Selected excerpt:
-- -- --

Joanna Southcott (or Southcote; April 1750 – 26 December 1814) was a self-described  religious prophetess from Devon, England. A "Southcottian" movement continued in various forms after her death; its eighth prophet, Mabel Barltrop, died in 1934.

Early life
Joanna Southcott was born in the hamlet of Taleford, Devonshire, baptised at Ottery St Mary, and raised in the village of Gittisham. Her father, William Southcott (died 1802), ran a small farm. She did dairy work as a girl, and after the death of her mother, Hannah, she went into service, first as a shop-girl in Honiton, then for a considerable time as a domestic servant in Exeter. She was eventually dismissed because a footman whose attentions she rejected claimed that she was "growing mad".

Self-revelation
Originally in the Church of England, she joined the Wesleyans in Exeter in about 1792. She became persuaded that she had supernatural gifts and wrote and dictated prophecies in rhyme. She then announced herself as the Woman of the Apocalypse, spoken of in a prophetic passage of the Revelation (12:1–6).

Southcott came to London at the request of William Sharp, an engraver, and began selling paper "seals of the Lord" at prices varying from twelve shillings to a guinea. The seals were supposed to ensure a holder's place among the 144,000 people ostensibly elected to eternal life.

The new Messiah and death
At the age of 64, Southcott claimed she was pregnant with the new Messiah, the Shiloh of Genesis (49:10). 19 October 1814 was the planned delivery date, but Shiloh failed to appear, and it was given out that she was in a trance. Southcott had a disorder that made her appear pregnant and this fuelled her followers, who numbered about 100,000 by 1814, mainly in the London area.

-- -- --

Task description:
Write out the Joanna Southcott text again from "Joanna Southcott (or" to "died in 1934.", switching "prophetess" to "visionary".

-- -- --

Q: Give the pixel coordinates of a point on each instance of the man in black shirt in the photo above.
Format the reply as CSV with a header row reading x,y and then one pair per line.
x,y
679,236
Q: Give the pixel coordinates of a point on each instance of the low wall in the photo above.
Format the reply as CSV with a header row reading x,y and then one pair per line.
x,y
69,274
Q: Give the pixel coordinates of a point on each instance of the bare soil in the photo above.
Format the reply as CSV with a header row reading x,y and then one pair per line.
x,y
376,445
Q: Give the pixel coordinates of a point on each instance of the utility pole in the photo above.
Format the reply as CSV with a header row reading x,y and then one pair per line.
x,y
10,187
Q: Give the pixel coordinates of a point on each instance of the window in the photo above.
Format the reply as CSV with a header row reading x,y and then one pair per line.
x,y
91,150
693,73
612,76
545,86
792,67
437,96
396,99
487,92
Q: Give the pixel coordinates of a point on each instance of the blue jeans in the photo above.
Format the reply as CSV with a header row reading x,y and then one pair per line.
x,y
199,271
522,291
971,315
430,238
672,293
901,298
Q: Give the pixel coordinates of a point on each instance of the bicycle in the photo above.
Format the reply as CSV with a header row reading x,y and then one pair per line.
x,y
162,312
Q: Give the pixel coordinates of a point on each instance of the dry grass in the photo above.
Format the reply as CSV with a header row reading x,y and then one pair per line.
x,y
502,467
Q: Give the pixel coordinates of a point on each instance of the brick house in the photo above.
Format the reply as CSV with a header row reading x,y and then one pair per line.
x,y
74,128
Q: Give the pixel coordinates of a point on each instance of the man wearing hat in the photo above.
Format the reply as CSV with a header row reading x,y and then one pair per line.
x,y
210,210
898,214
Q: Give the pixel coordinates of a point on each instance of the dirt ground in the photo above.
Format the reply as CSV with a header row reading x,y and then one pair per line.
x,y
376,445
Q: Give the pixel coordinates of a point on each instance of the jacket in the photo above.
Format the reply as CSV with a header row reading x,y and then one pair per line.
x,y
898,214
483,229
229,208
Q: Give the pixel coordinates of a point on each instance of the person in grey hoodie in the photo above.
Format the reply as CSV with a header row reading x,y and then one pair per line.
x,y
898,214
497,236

-- -- --

Response area:
Joanna Southcott (or Southcote; April 1750 – 26 December 1814) was a self-described  religious visionary from Devon, England. A "Southcottian" movement continued in various forms after her death; its eighth prophet, Mabel Barltrop, died in 1934.